◆ **Problem to work on**: Retype each of the following items line for line, keeping every character unchanged.

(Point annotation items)
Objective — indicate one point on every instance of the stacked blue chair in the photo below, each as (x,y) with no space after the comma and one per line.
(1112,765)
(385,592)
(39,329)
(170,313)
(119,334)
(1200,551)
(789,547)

◆ **Task output**:
Objective — indicate one point on every instance of the stacked blue chair in the photo below, each as (x,y) with no space after the comma and one per line.
(1112,765)
(385,592)
(39,329)
(170,313)
(119,334)
(1200,551)
(789,547)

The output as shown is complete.